§ **TASK GOAL**
Any picture among the records should be left out, please; retype the rest exactly.
MATERIAL SUPPLIED Block Start
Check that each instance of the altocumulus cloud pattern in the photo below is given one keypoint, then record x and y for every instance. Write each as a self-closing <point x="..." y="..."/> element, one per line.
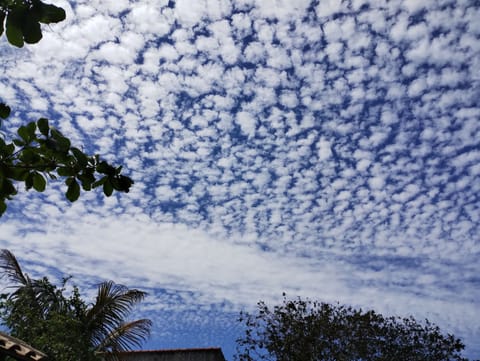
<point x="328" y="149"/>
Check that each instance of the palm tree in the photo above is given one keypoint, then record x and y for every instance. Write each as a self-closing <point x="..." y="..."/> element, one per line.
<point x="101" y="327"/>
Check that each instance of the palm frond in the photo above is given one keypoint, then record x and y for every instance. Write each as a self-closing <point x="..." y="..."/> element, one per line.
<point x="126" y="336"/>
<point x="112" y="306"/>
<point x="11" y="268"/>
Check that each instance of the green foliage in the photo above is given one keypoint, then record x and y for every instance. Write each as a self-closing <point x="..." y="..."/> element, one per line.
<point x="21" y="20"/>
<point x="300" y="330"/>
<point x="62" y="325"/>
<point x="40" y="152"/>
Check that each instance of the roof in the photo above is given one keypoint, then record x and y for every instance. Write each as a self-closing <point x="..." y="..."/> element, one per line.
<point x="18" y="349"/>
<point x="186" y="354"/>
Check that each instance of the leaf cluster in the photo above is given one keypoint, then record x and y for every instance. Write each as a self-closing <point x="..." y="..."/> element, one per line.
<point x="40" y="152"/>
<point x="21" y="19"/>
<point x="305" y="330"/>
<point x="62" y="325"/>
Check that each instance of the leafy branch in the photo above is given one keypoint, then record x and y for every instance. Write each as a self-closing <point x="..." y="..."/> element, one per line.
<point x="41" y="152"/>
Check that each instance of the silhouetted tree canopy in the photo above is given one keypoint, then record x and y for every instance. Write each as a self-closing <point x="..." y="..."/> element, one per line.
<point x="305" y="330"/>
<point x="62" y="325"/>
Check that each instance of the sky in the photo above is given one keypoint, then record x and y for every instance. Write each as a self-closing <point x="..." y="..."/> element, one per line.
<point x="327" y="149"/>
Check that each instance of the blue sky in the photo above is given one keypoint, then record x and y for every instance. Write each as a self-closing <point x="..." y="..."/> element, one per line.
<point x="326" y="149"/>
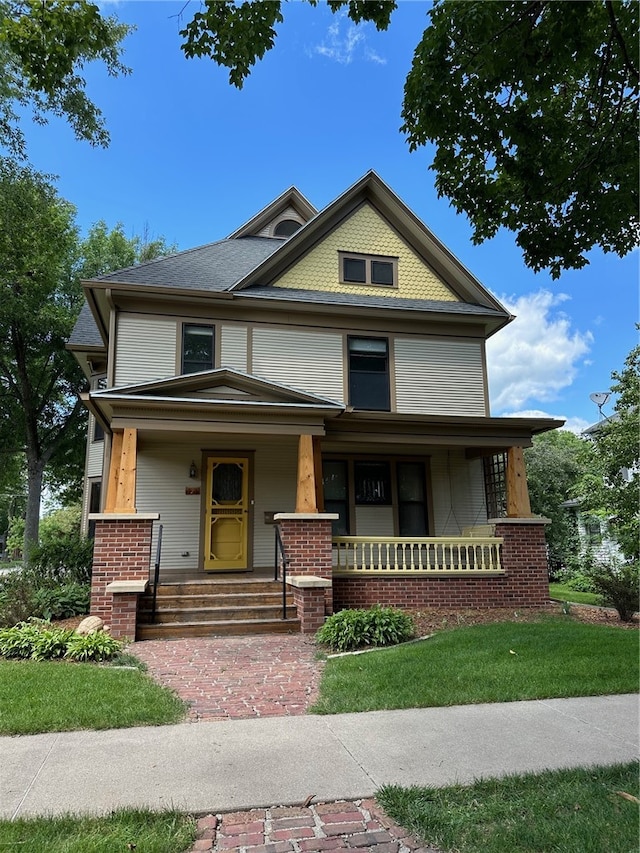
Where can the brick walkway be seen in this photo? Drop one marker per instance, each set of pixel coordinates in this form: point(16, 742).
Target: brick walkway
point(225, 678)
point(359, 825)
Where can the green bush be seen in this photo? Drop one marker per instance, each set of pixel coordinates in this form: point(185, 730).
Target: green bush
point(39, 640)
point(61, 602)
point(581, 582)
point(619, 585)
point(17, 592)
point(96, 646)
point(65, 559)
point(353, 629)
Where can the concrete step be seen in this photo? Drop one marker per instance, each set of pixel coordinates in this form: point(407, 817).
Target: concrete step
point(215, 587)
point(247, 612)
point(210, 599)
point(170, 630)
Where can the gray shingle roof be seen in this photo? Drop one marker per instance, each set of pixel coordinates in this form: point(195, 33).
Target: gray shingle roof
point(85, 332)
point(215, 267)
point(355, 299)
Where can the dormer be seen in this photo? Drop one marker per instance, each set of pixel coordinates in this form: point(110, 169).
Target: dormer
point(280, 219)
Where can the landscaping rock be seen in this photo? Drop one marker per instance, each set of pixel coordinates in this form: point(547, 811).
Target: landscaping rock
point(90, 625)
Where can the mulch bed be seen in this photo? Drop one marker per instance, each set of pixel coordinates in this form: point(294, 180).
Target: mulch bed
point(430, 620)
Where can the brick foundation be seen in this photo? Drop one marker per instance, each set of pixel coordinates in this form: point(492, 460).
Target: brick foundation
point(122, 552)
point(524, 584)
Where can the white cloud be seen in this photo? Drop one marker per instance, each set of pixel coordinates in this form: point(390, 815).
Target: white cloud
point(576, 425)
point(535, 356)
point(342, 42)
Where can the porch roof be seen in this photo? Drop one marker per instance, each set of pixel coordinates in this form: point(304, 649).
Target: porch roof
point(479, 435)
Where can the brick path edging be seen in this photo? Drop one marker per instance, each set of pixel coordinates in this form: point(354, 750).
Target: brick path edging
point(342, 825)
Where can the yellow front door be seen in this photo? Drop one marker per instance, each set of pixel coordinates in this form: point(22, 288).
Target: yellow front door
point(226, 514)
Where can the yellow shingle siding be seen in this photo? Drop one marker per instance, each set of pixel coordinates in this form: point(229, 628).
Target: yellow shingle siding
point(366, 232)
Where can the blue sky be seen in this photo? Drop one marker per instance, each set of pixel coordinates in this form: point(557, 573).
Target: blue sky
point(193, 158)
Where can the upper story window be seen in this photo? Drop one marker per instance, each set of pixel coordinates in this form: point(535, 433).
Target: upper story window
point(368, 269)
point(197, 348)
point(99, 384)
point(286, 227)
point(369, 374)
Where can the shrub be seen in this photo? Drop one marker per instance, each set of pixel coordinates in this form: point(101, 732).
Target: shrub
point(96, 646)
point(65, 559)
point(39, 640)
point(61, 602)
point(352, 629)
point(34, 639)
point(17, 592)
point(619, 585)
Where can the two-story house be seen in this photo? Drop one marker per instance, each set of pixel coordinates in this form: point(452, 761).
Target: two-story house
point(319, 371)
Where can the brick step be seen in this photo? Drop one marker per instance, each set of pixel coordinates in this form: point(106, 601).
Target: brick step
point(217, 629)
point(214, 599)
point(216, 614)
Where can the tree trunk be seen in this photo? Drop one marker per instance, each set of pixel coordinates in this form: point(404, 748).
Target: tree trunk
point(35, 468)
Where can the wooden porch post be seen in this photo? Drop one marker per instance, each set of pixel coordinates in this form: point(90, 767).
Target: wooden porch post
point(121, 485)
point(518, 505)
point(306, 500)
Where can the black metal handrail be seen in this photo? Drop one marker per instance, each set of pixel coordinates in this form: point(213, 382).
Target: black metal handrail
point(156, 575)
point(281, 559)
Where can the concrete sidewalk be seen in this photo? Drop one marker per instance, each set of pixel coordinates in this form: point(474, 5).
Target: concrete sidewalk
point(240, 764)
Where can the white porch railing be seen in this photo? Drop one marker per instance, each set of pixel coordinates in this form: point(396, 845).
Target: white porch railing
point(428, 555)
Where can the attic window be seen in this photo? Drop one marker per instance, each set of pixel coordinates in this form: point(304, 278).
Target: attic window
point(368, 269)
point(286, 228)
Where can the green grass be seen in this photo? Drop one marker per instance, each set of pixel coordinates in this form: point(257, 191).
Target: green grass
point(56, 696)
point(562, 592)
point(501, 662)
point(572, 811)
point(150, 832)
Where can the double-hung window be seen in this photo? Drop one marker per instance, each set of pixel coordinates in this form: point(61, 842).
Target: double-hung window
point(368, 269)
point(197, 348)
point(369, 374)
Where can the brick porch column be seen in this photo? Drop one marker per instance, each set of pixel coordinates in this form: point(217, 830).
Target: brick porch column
MATERIAL SUPPLIED Block End
§ **ANSWER FOR THIS EXERCISE**
Check that each instance of the altocumulus cloud pattern in the photo below is given one keypoint, then record x and y for every instance. Write each as a self-closing <point x="..." y="..."/> element, one per line.
<point x="328" y="149"/>
Check that each instance of the palm tree in the photo above is given one keypoint, then record x and y for every instance. Write each as a self-closing <point x="..." y="..."/> element, one per line.
<point x="101" y="327"/>
Check that each instance of the palm frond in the photo above is given one keypoint, then record x and y for every instance. Write each as a self-closing <point x="..." y="..."/> element, one per line.
<point x="126" y="336"/>
<point x="112" y="306"/>
<point x="11" y="268"/>
Check that each instance of the green foliage in the photo above is given one keypoint, then record x and y for every instance. Write each as a self-closing <point x="..." y="..."/> element, one per line.
<point x="21" y="20"/>
<point x="300" y="330"/>
<point x="62" y="325"/>
<point x="40" y="152"/>
Check that each instance of the roof in the photo above is given one keypoint, then record x and y for every instance. Write each as a self-closing <point x="..." y="..."/> element, one per line.
<point x="18" y="349"/>
<point x="186" y="354"/>
Check that each instance of the leaf cluster in the photo above is given one keypoint, then record x and y for every instance. Write each as a self-closing <point x="..." y="..."/> element, one per line.
<point x="40" y="152"/>
<point x="21" y="19"/>
<point x="305" y="330"/>
<point x="62" y="325"/>
Check that each instance of the leafy branch in the photo above is given one keypoint, then record x and y for every instance. Write each as a self-closing <point x="..." y="..."/> element, one per line.
<point x="41" y="152"/>
Check that each instance of the silhouetted tree canopy in the photo above is given one keypoint, then record x and y for every instance. Write each as a self-closing <point x="..." y="..."/> element, one per line.
<point x="305" y="330"/>
<point x="62" y="325"/>
Check that each instance of the sky in the photo above is given one keypoint, then record x and y for every instance. Write each as a self-closing <point x="..." y="..."/> element, one per line.
<point x="327" y="149"/>
Check that each instance of the blue sky in the photo above is given one keypoint, then record x and y for every instance. Write each as a self-closing <point x="..." y="..."/> element, one per line.
<point x="326" y="149"/>
Where can the brick walkway be seen in this photo? Drop one marker per instance, each set of pixel coordinates in this form: point(16, 742).
Target: brick walkway
point(225, 678)
point(359, 825)
Where can the green bush be seen in this photo? Drop one marker per instance, each set of pixel coordinates in this form: point(185, 730).
Target: green bush
point(39, 640)
point(61, 602)
point(581, 582)
point(619, 585)
point(17, 592)
point(96, 646)
point(65, 559)
point(353, 629)
Where can the concrete step be seen in this photo? Drop one marker per instance, each set of pixel coordinates in this form: point(407, 817).
Target: concrete step
point(215, 587)
point(247, 612)
point(210, 599)
point(170, 630)
Where can the gray shingle roof be seen in this photo? Drop one marker per instance, each set of pixel coordinates in this form: point(195, 33).
Target: gray shingle roof
point(85, 332)
point(215, 267)
point(355, 299)
Where can the dormer be seen in this photo? Drop one marker per instance, each set of pixel coordinates in this form: point(110, 169).
Target: dormer
point(280, 219)
Where can the landscaping rock be seen in this photo? Drop one marker per instance, each set of pixel coordinates in this form: point(547, 811).
Target: landscaping rock
point(90, 625)
Where can the mulch bed be seen in this photo? Drop one marker per instance, each set of pixel coordinates in this form: point(294, 180).
Target: mulch bed
point(430, 620)
Where can the brick foundation be seen in this photo? Drop one marker per instance, each set of pixel coordinates in this form: point(492, 460).
Target: brick foundation
point(122, 552)
point(524, 584)
Where can the white cloud be seen in this photo? Drop one marker per instance, each set of pixel coordinates in this form: point(390, 815).
Target: white cloud
point(576, 425)
point(535, 356)
point(342, 42)
Where can the porch roof be seen in this photo? Drop one marker per instance, each set of pixel coordinates in this form: point(304, 649).
Target: porch roof
point(479, 435)
Where can the brick path edging be seen in this photo? Drop one marker per instance, each set of pixel coordinates in this form: point(354, 750).
Target: brick path edging
point(342, 825)
Where can the yellow front door be seen in this photo? Drop one marker per instance, each set of pixel coordinates in this form: point(22, 288).
Target: yellow front door
point(226, 514)
Where can the yellow shingle siding be seen in this photo? Drop one marker per instance, each set of pixel coordinates in this form: point(229, 628).
Target: yellow shingle siding
point(366, 232)
Where can the blue sky be seen in this photo? Drop one marker per instance, each set of pixel coordinates in this form: point(557, 573).
Target: blue sky
point(193, 158)
Where can the upper story window be seen in this photo? Drop one marker per instance, each set of pixel coordinates in this form: point(535, 433).
Target: upper story window
point(368, 269)
point(197, 348)
point(99, 384)
point(286, 227)
point(369, 374)
Where can the shrub be seen in this photo? Drop one marker per instance, each set of pixel coordinates in this form: point(101, 732).
Target: shrub
point(96, 646)
point(65, 559)
point(39, 640)
point(61, 602)
point(352, 629)
point(34, 639)
point(17, 592)
point(619, 585)
Where can the two-story house be seen in this photo? Drop one marker per instance, each set of pixel coordinates in this form: point(452, 761).
Target: two-story house
point(319, 371)
Where can the brick step be seen in this photo? Drop one marker per instance, each set of pixel coordinates in this form: point(106, 601).
Target: brick step
point(217, 629)
point(214, 599)
point(216, 614)
Where can the tree trunk be seen in this photo? Drop one marker per instance, each set of pixel coordinates in this form: point(404, 748).
Target: tree trunk
point(35, 468)
Where can the wooden porch post be seen in this photo? Drop one marker per instance, each set of pixel coordinates in this form: point(90, 767).
Target: wooden porch post
point(121, 485)
point(518, 505)
point(306, 500)
Where can the black metal handrail be seen in this photo? Drop one marker per instance, each set of pixel coordinates in this form: point(213, 382).
Target: black metal handrail
point(156, 575)
point(281, 559)
Where can the concrete sidewalk be seen in this photo? Drop one marker per instance, each set of pixel coordinates in this form: point(474, 5).
Target: concrete sidewalk
point(240, 764)
Where can the white porch railing be seen in this photo? Drop one marker per instance, each set of pixel coordinates in this form: point(396, 845).
Target: white porch railing
point(428, 555)
Where can the attic window be seen in this photo? Drop one marker per instance, each set of pixel coordinates in this form: point(304, 278).
Target: attic window
point(368, 269)
point(286, 228)
Where can the green grass be seen in this photo? Drop one marker per instance, each set of pixel coordinates in this form: point(257, 191).
Target: green grass
point(56, 696)
point(562, 592)
point(501, 662)
point(572, 811)
point(150, 832)
Where can the double-hung window be seen in this photo? Drop one marker per instance, each set of pixel coordinates in this form: point(61, 842).
Target: double-hung window
point(368, 269)
point(197, 348)
point(369, 374)
Where can the brick porch column be seen in this photo? Drop one marker per instance, each set of pixel coordinates in this form: point(217, 830).
Target: brick porch column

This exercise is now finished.